Challenge =
Reproduce the following records word for word, with no changes.

***** Supplied information *****

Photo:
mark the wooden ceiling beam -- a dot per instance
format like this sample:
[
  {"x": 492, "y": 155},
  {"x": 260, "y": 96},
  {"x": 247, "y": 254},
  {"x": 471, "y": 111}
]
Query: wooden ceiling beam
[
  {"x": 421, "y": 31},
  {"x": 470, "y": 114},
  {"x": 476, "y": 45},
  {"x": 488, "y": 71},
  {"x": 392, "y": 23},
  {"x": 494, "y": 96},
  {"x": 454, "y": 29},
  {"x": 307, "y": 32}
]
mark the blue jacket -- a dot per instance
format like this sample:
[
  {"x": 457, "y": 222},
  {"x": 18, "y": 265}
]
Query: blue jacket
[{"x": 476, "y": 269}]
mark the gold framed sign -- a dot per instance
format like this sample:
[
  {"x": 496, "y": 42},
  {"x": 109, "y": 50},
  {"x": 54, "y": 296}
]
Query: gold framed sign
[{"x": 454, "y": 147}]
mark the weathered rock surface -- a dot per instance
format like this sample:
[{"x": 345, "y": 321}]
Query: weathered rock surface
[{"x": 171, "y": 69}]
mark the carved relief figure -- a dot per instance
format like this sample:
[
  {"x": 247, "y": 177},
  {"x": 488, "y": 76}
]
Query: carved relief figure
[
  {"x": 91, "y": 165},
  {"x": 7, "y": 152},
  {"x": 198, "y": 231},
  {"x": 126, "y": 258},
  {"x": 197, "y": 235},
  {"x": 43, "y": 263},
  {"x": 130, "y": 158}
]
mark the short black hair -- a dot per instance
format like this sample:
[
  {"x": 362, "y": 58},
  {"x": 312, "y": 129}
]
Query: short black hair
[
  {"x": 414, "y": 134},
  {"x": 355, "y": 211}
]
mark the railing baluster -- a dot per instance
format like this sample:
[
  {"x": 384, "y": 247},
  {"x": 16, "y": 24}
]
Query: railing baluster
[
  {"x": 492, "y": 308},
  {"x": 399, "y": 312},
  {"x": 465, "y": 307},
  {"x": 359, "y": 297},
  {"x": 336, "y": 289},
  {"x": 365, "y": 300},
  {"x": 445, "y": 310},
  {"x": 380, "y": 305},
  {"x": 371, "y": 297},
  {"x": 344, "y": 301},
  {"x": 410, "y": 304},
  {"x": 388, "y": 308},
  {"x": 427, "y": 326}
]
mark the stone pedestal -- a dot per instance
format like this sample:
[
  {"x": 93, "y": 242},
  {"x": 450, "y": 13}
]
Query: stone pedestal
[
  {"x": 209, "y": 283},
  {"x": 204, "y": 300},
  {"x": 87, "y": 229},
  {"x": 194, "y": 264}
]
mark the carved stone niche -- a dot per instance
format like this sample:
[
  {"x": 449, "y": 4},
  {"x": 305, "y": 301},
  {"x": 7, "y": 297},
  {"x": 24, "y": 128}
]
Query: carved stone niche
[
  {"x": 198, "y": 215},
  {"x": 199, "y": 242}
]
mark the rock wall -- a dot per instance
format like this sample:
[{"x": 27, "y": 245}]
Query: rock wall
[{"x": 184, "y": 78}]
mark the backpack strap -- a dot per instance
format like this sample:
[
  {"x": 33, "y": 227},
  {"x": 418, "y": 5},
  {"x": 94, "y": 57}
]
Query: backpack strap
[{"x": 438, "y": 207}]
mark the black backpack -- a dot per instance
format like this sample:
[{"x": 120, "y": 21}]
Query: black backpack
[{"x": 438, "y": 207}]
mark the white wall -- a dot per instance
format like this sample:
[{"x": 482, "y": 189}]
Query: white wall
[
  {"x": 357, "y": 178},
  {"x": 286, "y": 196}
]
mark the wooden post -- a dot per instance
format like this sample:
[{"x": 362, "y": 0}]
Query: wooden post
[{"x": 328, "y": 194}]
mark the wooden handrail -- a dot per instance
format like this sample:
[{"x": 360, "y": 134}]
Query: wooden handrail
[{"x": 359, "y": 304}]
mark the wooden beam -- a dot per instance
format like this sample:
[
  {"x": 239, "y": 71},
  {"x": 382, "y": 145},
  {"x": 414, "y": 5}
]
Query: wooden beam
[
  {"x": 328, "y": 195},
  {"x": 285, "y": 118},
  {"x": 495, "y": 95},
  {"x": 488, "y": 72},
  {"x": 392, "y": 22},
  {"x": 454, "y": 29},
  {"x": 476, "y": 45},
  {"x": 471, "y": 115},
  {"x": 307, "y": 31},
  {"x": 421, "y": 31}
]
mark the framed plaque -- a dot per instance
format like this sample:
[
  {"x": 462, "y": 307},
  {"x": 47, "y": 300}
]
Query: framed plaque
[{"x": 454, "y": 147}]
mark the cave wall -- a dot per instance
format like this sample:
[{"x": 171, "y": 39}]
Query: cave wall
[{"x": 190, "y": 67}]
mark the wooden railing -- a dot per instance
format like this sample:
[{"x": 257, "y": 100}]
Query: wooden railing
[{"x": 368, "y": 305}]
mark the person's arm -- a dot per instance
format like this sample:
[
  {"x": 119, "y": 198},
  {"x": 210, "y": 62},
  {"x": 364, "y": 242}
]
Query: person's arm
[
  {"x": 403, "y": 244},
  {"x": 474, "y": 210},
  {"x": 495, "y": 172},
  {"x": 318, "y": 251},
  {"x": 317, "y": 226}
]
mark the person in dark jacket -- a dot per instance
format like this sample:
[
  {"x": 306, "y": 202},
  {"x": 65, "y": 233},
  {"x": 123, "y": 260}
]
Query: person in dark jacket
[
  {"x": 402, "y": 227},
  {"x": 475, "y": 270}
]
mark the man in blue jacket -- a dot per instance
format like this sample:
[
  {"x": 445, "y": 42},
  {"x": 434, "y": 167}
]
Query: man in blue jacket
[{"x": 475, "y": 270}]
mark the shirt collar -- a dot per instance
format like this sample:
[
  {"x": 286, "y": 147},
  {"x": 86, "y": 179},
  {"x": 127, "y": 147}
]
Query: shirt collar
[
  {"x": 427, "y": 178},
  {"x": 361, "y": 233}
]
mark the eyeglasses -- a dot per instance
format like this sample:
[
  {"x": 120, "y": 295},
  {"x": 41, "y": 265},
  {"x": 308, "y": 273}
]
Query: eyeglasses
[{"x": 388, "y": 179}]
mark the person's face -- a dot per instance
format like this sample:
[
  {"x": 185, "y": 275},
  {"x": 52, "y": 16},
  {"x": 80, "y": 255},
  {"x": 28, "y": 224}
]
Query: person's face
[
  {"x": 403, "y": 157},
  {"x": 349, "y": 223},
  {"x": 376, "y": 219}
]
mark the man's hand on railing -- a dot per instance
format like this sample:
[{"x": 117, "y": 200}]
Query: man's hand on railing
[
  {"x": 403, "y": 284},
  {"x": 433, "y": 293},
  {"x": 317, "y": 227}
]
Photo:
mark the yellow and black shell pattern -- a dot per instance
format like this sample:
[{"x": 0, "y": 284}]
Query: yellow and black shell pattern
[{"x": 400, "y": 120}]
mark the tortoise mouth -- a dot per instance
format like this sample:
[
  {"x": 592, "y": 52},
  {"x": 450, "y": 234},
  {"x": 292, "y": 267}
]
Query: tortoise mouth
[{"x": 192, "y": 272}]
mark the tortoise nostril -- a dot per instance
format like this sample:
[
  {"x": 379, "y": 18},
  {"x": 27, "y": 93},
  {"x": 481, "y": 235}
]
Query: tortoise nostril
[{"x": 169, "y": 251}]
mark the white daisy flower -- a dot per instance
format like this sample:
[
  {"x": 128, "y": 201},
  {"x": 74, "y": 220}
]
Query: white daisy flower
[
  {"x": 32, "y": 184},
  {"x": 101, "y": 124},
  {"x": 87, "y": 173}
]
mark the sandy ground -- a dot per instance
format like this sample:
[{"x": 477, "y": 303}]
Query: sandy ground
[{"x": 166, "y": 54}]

*****

Result for this task =
Photo:
mark the wooden ceiling beam -- a dot per instance
format like this sample:
[
  {"x": 492, "y": 155},
  {"x": 260, "y": 96},
  {"x": 247, "y": 254},
  {"x": 471, "y": 111}
]
Query: wooden ceiling beam
[
  {"x": 421, "y": 31},
  {"x": 470, "y": 114},
  {"x": 476, "y": 45},
  {"x": 488, "y": 71},
  {"x": 392, "y": 23},
  {"x": 494, "y": 96},
  {"x": 454, "y": 29},
  {"x": 307, "y": 32}
]
mark the blue jacket -- a dot per instance
format like this sample:
[
  {"x": 457, "y": 222},
  {"x": 18, "y": 265}
]
Query: blue jacket
[{"x": 476, "y": 269}]
mark the gold framed sign -- a dot per instance
format like this sample:
[
  {"x": 496, "y": 42},
  {"x": 109, "y": 50},
  {"x": 54, "y": 296}
]
Query: gold framed sign
[{"x": 454, "y": 147}]
mark the weathered rock surface -- a dot per instance
format like this sample:
[{"x": 345, "y": 321}]
Query: weathered rock surface
[{"x": 171, "y": 69}]
mark the carved relief figure -- a dot per instance
format like this sample:
[
  {"x": 247, "y": 177},
  {"x": 488, "y": 76}
]
Query: carved relief figure
[
  {"x": 91, "y": 165},
  {"x": 7, "y": 152},
  {"x": 198, "y": 231},
  {"x": 126, "y": 258},
  {"x": 197, "y": 235},
  {"x": 43, "y": 263},
  {"x": 130, "y": 158}
]
mark the short black hair -- a dot per instance
format like this sample:
[
  {"x": 362, "y": 58},
  {"x": 312, "y": 129}
]
Query: short black hair
[
  {"x": 414, "y": 134},
  {"x": 355, "y": 211}
]
mark the railing baluster -- a dot per instance
format like this sample:
[
  {"x": 384, "y": 247},
  {"x": 16, "y": 24}
]
Query: railing baluster
[
  {"x": 492, "y": 308},
  {"x": 399, "y": 312},
  {"x": 465, "y": 307},
  {"x": 359, "y": 297},
  {"x": 336, "y": 289},
  {"x": 365, "y": 300},
  {"x": 445, "y": 310},
  {"x": 380, "y": 305},
  {"x": 371, "y": 297},
  {"x": 344, "y": 301},
  {"x": 410, "y": 304},
  {"x": 388, "y": 308},
  {"x": 427, "y": 326}
]
mark the stone pedestal -- a dot per instance
format like this sample:
[
  {"x": 93, "y": 242},
  {"x": 450, "y": 13}
]
Query: stone pedestal
[
  {"x": 209, "y": 283},
  {"x": 204, "y": 300},
  {"x": 87, "y": 229},
  {"x": 194, "y": 264}
]
mark the carved stone niche -- a dot per instance
format like this sample:
[
  {"x": 449, "y": 4},
  {"x": 305, "y": 301},
  {"x": 7, "y": 297},
  {"x": 24, "y": 128}
]
Query: carved stone niche
[
  {"x": 198, "y": 215},
  {"x": 199, "y": 242}
]
mark the rock wall -- a dot per instance
format like this sample:
[{"x": 27, "y": 245}]
Query: rock wall
[{"x": 184, "y": 78}]
mark the backpack strap -- a dot per instance
format like this sample:
[
  {"x": 33, "y": 227},
  {"x": 418, "y": 5},
  {"x": 94, "y": 57}
]
Query: backpack strap
[{"x": 438, "y": 207}]
mark the black backpack -- a dot per instance
format like this sample:
[{"x": 120, "y": 21}]
Query: black backpack
[{"x": 438, "y": 207}]
mark the white wall -- a dot per instance
format like this sample:
[{"x": 482, "y": 189}]
Query: white wall
[
  {"x": 357, "y": 178},
  {"x": 286, "y": 196}
]
mark the wooden post -- a dot per instance
format like this sample:
[{"x": 362, "y": 0}]
Query: wooden post
[{"x": 328, "y": 194}]
mark the wooden handrail -- a dot per instance
format like this sample:
[{"x": 360, "y": 134}]
Query: wooden handrail
[{"x": 359, "y": 304}]
mark the wooden beam -- a dot per instance
format like this sample:
[
  {"x": 239, "y": 71},
  {"x": 382, "y": 145},
  {"x": 414, "y": 5}
]
Query: wooden beam
[
  {"x": 328, "y": 195},
  {"x": 285, "y": 118},
  {"x": 495, "y": 95},
  {"x": 488, "y": 72},
  {"x": 392, "y": 22},
  {"x": 454, "y": 29},
  {"x": 476, "y": 45},
  {"x": 471, "y": 115},
  {"x": 307, "y": 31},
  {"x": 421, "y": 31}
]
mark the framed plaque -- a dot per instance
format like this sample:
[
  {"x": 462, "y": 307},
  {"x": 47, "y": 300}
]
Query: framed plaque
[{"x": 454, "y": 147}]
mark the cave wall -- a dot per instance
format like this sample:
[{"x": 171, "y": 39}]
Query: cave wall
[{"x": 190, "y": 67}]
mark the wooden railing -- a dot per instance
format like this sample:
[{"x": 257, "y": 100}]
Query: wooden railing
[{"x": 368, "y": 305}]
mark the person's arm -- a dot per instance
format like this sample:
[
  {"x": 119, "y": 198},
  {"x": 210, "y": 62},
  {"x": 364, "y": 242}
]
Query: person's arm
[
  {"x": 403, "y": 244},
  {"x": 474, "y": 210},
  {"x": 495, "y": 172},
  {"x": 318, "y": 251},
  {"x": 317, "y": 226}
]
mark the person in dark jacket -- a dot per instance
format like this sample:
[
  {"x": 306, "y": 202},
  {"x": 65, "y": 233},
  {"x": 123, "y": 260}
]
Query: person in dark jacket
[
  {"x": 402, "y": 227},
  {"x": 475, "y": 270}
]
mark the man in blue jacket -- a dot per instance
format like this sample:
[
  {"x": 445, "y": 42},
  {"x": 434, "y": 167}
]
Query: man in blue jacket
[{"x": 475, "y": 270}]
mark the shirt collar -- a dot per instance
format like this sample:
[
  {"x": 286, "y": 147},
  {"x": 86, "y": 179},
  {"x": 127, "y": 147}
]
Query: shirt collar
[
  {"x": 427, "y": 178},
  {"x": 361, "y": 233}
]
mark the eyeglasses -- a dot per instance
format like this sample:
[
  {"x": 120, "y": 295},
  {"x": 41, "y": 265},
  {"x": 308, "y": 273}
]
Query: eyeglasses
[{"x": 388, "y": 179}]
mark the person's face -- a dot per instance
format like this sample:
[
  {"x": 185, "y": 275},
  {"x": 52, "y": 16},
  {"x": 80, "y": 255},
  {"x": 28, "y": 224}
]
Query: person's face
[
  {"x": 403, "y": 157},
  {"x": 349, "y": 223},
  {"x": 376, "y": 219}
]
mark the man's hand on railing -- a dot per instance
format like this sample:
[{"x": 117, "y": 200}]
Query: man's hand on railing
[
  {"x": 403, "y": 284},
  {"x": 433, "y": 293},
  {"x": 317, "y": 227}
]
Photo:
mark the yellow and black shell pattern -- a dot per instance
format like this sample:
[{"x": 0, "y": 284}]
Query: yellow and black shell pattern
[{"x": 400, "y": 120}]
mark the tortoise mouth -- a dot per instance
format like this sample:
[
  {"x": 592, "y": 52},
  {"x": 450, "y": 234},
  {"x": 292, "y": 267}
]
Query: tortoise mouth
[{"x": 192, "y": 272}]
mark the tortoise nostril -- a dot per instance
format like this sample:
[
  {"x": 379, "y": 18},
  {"x": 27, "y": 93},
  {"x": 481, "y": 235}
]
Query: tortoise nostril
[{"x": 169, "y": 251}]
mark the white daisy flower -- a dot per instance
format like this sample:
[
  {"x": 128, "y": 201},
  {"x": 74, "y": 220}
]
Query: white daisy flower
[
  {"x": 32, "y": 184},
  {"x": 101, "y": 124},
  {"x": 87, "y": 173}
]
mark the sandy ground -- a dot per instance
format like this sample:
[{"x": 477, "y": 303}]
Query: sandy ground
[{"x": 166, "y": 54}]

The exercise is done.